» Activity A:
Answer these questions from the equine surgeon's text:
(i) Which employer does the writer name?
(ii) For about how many years has the writer used the equipment every day?
(iii) For how many years has the writer been looking at horses for lameness?
» Activity B:
In the equine surgeon's text, reproduce the passage from "I use the equipment" to "for 37 years." word for word.
» Activity C:
In the equine surgeon's text, what does the writer's employer allow the writer to do in the same job? List all of them.

I fork out about as much as I get back, some years I fork out more. But, this is the way I prefer it. If you count the legal fees I have had to personally pay regarding this adventure I have certainly come out on the losing end. Living on a one income University salary, my frugal wife frequently reminds me of this. Making money promoting commercial interests has never been my goal. I love my job as an equine surgeon, and I am grateful to my employer (the University of Missouri) for allowing me to work as a clinician, to teach veterinary students, and to do science; all in the same job! This is what I want to do.
I use the equipment every day (and have now for almost 20 years) because it helps me do my work. To think that use of this equipment somehow takes away from learning how to subjectively evaluate for lameness is laughable to me. I know how to look at a horse for lameness and I am confident in my training and abilities. I was taught by experts and I have been doing it now for 37 years.

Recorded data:
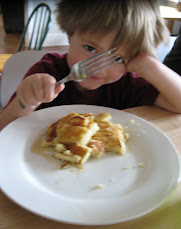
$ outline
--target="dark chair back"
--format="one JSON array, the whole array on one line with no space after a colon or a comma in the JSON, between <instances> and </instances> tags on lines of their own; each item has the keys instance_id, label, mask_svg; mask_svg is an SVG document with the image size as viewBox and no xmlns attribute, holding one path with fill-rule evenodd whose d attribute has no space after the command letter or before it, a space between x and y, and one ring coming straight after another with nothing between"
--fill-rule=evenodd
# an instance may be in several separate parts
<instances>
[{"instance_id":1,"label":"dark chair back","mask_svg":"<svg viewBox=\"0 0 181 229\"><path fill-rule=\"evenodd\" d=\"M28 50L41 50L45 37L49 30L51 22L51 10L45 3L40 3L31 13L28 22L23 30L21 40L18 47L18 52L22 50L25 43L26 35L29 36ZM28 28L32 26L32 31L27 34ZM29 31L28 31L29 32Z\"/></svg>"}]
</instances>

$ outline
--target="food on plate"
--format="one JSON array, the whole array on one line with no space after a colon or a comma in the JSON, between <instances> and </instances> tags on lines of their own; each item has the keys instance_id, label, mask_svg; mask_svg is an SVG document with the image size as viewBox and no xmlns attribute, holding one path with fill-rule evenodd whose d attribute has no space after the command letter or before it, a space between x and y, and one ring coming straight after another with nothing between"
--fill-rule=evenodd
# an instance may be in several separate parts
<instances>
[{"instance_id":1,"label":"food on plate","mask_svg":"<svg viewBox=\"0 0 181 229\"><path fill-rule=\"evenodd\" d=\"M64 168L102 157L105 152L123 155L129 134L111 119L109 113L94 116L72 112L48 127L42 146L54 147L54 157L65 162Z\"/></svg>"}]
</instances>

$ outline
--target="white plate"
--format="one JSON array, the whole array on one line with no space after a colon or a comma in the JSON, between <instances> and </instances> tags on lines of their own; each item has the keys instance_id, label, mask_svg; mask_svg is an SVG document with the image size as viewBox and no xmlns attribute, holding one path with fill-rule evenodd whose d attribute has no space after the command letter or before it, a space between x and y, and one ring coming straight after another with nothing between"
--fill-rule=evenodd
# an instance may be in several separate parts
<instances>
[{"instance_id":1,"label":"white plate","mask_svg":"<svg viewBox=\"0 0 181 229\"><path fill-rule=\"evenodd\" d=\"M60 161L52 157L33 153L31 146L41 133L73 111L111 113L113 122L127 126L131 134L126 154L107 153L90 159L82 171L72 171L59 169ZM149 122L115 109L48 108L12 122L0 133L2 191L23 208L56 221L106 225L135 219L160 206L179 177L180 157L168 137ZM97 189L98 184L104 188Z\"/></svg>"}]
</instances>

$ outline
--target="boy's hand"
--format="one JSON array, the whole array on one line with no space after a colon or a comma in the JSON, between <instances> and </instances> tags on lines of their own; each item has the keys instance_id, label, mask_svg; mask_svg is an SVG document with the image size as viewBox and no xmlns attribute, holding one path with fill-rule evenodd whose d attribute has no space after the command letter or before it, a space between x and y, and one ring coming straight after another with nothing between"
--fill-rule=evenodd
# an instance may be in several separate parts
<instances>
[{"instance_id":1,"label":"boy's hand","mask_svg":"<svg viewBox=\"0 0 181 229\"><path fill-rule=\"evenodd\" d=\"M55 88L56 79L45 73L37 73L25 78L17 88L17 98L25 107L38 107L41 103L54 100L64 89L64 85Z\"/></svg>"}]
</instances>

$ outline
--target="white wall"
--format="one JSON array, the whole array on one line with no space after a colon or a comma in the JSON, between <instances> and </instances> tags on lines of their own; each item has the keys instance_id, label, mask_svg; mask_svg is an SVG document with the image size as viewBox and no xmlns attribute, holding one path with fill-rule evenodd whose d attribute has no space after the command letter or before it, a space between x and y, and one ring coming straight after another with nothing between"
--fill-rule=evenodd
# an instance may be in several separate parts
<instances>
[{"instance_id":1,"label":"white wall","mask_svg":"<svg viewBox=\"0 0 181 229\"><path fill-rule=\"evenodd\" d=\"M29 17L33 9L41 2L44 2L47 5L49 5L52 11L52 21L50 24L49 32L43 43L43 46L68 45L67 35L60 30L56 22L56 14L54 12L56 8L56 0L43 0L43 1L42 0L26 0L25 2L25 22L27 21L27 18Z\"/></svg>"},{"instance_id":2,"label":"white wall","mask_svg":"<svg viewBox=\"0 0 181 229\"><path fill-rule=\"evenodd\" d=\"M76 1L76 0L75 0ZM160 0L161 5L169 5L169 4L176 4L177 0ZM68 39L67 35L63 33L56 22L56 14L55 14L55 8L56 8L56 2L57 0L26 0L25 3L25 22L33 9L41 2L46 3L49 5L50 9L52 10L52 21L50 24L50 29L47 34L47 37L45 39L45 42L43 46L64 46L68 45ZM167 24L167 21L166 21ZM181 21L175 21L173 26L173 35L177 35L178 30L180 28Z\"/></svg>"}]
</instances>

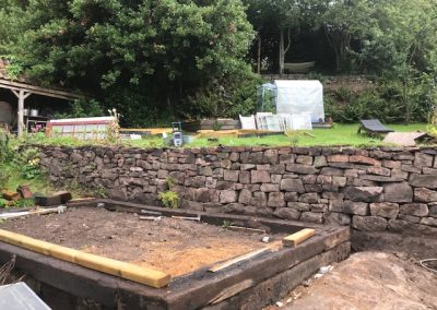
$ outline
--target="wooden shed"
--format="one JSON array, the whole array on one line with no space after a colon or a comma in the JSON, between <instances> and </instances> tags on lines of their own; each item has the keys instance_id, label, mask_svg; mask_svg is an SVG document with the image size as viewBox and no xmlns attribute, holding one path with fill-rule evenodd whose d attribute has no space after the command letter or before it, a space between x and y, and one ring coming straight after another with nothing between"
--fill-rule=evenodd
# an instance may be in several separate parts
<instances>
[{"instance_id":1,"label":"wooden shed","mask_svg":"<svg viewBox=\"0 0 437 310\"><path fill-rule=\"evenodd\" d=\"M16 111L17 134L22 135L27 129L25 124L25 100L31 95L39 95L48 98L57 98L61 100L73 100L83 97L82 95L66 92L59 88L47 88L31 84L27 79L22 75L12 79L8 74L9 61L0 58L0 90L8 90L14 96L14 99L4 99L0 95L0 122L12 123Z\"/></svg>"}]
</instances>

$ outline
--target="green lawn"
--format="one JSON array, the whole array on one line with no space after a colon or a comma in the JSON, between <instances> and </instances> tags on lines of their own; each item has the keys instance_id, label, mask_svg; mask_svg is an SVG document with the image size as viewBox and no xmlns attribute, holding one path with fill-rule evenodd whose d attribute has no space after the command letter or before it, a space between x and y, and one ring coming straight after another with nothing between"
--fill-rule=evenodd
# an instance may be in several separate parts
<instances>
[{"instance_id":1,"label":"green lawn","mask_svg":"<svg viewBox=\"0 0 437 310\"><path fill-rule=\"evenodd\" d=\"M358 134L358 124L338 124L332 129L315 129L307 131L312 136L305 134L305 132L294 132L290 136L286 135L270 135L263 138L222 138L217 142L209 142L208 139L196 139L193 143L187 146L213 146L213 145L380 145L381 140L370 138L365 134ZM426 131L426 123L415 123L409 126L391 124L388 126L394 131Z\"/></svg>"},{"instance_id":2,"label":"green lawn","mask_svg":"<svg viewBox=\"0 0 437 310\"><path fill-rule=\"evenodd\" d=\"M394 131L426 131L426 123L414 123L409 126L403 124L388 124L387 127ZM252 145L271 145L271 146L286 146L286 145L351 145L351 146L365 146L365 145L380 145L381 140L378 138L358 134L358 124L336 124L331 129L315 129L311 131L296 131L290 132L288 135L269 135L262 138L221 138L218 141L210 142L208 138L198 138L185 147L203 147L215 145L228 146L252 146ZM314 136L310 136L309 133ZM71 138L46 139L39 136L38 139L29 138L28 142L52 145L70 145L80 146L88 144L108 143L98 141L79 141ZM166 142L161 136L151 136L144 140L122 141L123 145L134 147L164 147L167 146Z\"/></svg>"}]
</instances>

» Expected output A:
(i) The University of Missouri
(ii) Almost 20 years
(iii) 37 years

» Expected output B:
I use the equipment every day (and have now for almost 20 years) because it helps me do my work. To think that use of this equipment somehow takes away from learning how to subjectively evaluate for lameness is laughable to me. I know how to look at a horse for lameness and I am confident in my training and abilities. I was taught by experts and I have been doing it now for 37 years.

» Expected output C:
- Work as a clinician
- Teach veterinary students
- Do science